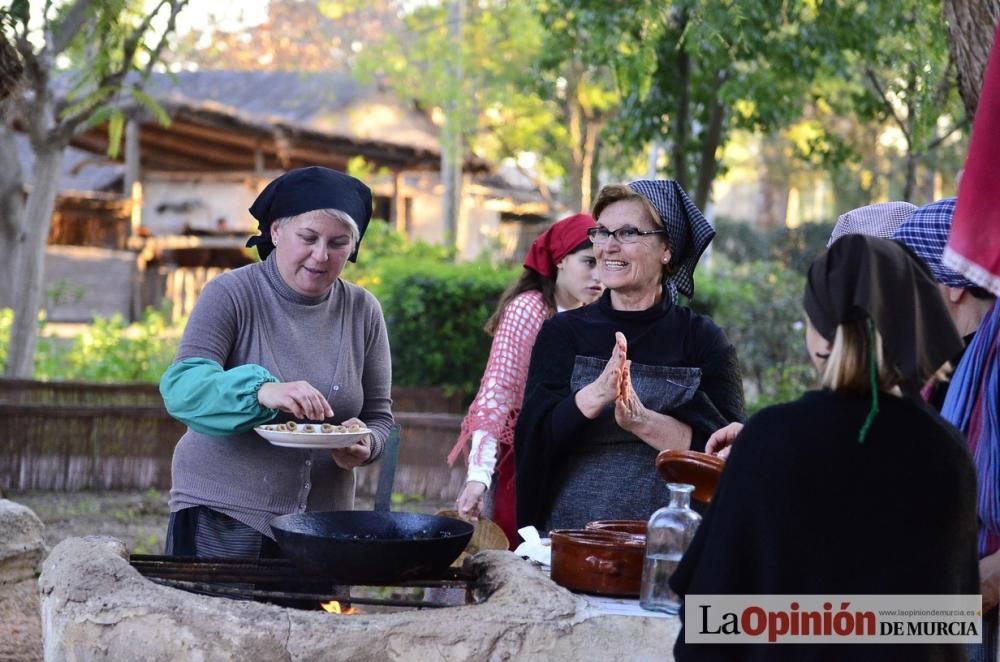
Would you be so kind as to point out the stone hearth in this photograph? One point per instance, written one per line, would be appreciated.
(95, 606)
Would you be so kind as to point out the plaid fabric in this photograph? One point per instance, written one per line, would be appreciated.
(879, 220)
(926, 233)
(688, 229)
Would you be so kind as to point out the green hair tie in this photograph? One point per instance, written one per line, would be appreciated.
(873, 374)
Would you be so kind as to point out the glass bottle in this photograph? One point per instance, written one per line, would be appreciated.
(668, 535)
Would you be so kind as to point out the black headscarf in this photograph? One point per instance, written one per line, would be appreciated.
(861, 277)
(308, 189)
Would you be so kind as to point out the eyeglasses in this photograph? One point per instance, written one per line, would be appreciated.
(624, 235)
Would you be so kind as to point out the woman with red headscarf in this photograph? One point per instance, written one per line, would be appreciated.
(559, 274)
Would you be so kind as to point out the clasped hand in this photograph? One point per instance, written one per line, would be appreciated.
(614, 384)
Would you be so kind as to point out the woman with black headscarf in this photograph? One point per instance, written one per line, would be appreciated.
(613, 383)
(281, 339)
(853, 488)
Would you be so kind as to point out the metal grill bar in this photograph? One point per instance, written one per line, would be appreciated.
(317, 597)
(223, 577)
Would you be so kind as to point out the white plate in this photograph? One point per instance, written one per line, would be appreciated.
(302, 439)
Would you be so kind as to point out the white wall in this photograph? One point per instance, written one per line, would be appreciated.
(207, 203)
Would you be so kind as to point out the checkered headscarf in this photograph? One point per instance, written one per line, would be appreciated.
(687, 228)
(879, 220)
(926, 233)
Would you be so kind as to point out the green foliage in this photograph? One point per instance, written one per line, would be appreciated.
(435, 313)
(794, 248)
(111, 350)
(758, 304)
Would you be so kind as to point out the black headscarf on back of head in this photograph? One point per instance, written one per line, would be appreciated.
(861, 277)
(308, 189)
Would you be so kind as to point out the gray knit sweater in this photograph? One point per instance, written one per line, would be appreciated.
(337, 343)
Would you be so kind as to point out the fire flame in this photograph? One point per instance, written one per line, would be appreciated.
(334, 607)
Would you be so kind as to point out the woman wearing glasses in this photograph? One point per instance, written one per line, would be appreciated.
(612, 384)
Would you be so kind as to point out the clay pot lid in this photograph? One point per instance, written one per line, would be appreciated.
(633, 526)
(699, 469)
(598, 538)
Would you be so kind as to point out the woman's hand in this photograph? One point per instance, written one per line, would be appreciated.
(592, 398)
(721, 441)
(354, 455)
(630, 413)
(470, 502)
(301, 399)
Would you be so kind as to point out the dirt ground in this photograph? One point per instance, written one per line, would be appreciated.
(137, 518)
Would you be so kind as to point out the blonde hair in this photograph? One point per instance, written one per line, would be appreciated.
(848, 368)
(334, 214)
(613, 193)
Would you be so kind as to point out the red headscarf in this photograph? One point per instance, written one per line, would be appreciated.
(557, 242)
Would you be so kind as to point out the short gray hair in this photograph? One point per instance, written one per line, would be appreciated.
(334, 214)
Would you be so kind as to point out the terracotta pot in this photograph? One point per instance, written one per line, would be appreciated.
(595, 561)
(699, 469)
(633, 526)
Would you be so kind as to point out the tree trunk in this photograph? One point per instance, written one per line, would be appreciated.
(28, 297)
(679, 127)
(593, 131)
(971, 27)
(11, 215)
(910, 186)
(452, 148)
(709, 148)
(576, 124)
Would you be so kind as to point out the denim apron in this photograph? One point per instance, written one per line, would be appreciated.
(611, 473)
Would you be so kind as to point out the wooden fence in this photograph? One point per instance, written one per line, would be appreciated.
(67, 436)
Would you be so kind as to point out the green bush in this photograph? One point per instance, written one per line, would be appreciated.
(758, 304)
(794, 248)
(435, 313)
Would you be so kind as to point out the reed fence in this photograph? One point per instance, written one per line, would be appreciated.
(68, 436)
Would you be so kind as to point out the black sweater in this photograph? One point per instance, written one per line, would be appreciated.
(551, 430)
(803, 508)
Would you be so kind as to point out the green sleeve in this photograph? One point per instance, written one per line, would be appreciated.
(210, 400)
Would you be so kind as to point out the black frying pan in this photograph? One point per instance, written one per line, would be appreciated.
(357, 546)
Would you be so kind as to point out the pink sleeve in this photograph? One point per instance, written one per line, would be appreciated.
(498, 401)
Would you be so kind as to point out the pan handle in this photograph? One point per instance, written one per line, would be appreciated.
(387, 471)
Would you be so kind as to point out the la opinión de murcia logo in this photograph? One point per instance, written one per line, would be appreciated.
(848, 619)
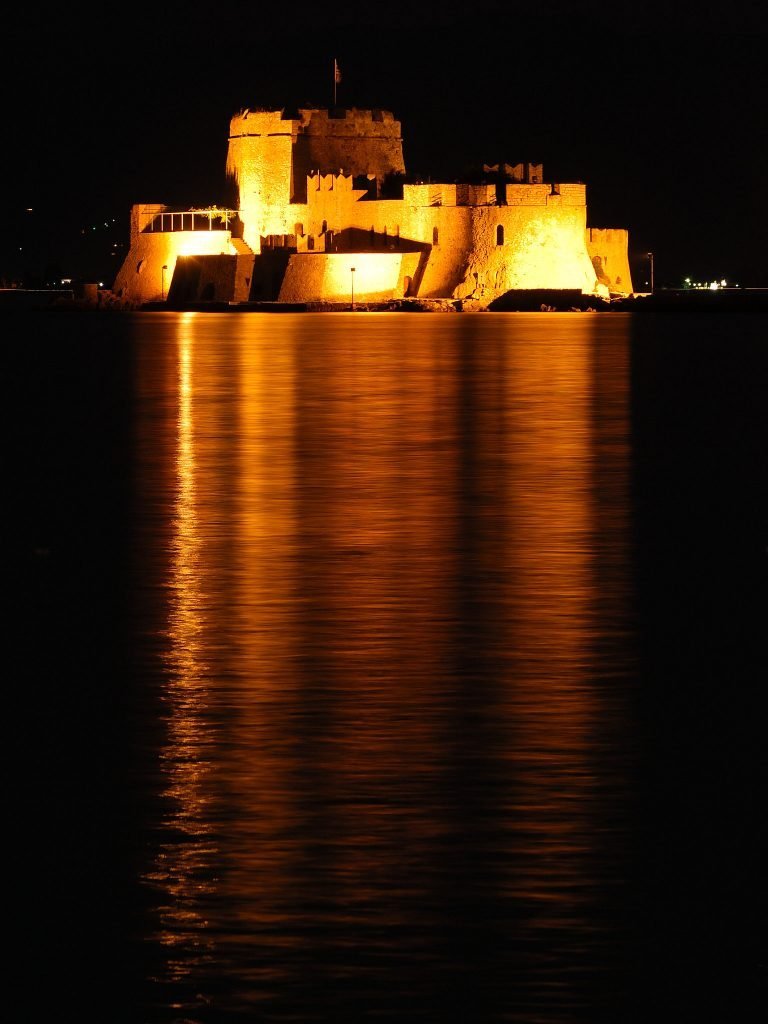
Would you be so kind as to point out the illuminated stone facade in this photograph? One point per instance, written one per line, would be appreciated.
(310, 225)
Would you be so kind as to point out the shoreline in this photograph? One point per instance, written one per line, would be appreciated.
(666, 300)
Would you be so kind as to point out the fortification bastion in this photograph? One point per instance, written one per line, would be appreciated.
(309, 221)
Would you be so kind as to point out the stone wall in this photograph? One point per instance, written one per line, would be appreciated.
(141, 279)
(607, 248)
(329, 276)
(352, 141)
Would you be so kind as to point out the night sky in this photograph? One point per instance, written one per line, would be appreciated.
(662, 113)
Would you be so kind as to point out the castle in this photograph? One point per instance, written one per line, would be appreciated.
(311, 224)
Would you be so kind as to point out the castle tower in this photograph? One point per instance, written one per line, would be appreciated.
(270, 156)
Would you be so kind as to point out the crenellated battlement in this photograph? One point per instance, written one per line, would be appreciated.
(330, 182)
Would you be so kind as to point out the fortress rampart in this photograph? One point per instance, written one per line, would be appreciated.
(308, 186)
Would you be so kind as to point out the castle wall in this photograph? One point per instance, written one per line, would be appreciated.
(269, 158)
(259, 160)
(141, 279)
(607, 248)
(329, 276)
(356, 142)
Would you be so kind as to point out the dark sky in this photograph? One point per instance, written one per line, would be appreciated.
(663, 113)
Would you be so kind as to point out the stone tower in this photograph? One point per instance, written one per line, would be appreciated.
(270, 156)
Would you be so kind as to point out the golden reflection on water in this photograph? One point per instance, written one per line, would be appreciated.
(395, 595)
(183, 864)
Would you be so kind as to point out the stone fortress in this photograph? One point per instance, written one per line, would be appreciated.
(311, 224)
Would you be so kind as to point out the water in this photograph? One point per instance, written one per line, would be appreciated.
(387, 668)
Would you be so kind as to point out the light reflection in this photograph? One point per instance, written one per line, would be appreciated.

**THE EXERCISE**
Reproduce the lines word for word, starting with the line that contains "Would you be so kind as to point out the crenellated" and continuing through the final line of the entries, with both ends included.

**TASK SOLUTION**
Would you be so kind as to point out the crenellated battlement in this photograph? One point per instance, written one per line, would be appreciated.
(330, 182)
Would you be so kind as to point out the fortress rampart in this photograph? One point per instance, written one per line, would be appreciated.
(308, 186)
Would you be so kind as to point out the castle wall in this photograph? One point per instance, written one per line, would be appreciated.
(269, 158)
(259, 160)
(141, 279)
(607, 248)
(329, 276)
(356, 142)
Would you be so kind as to point out the dark sky in this photograph? One point per instance, written one per line, would be appreciated.
(663, 113)
Would you be so kind as to point out the stone tower in this photograph? One point per instance, written one per line, would be appreciated.
(270, 156)
Would you be so kind as to point out the golden reflection on water in this photograph? One point per instance, written one per line, would be appreciated.
(395, 595)
(183, 864)
Would you be so kind as to point out the stone fortress in this photograph? One point per instance, written one per line, would be appreciated.
(311, 224)
Would you be so kind as to point out the water in this photograph? One point per instance, written one per line, would be appreciated.
(387, 668)
Would you be so kind as to point out the light reflection in this photograph? One point per instance, written one per line, would be appreciated.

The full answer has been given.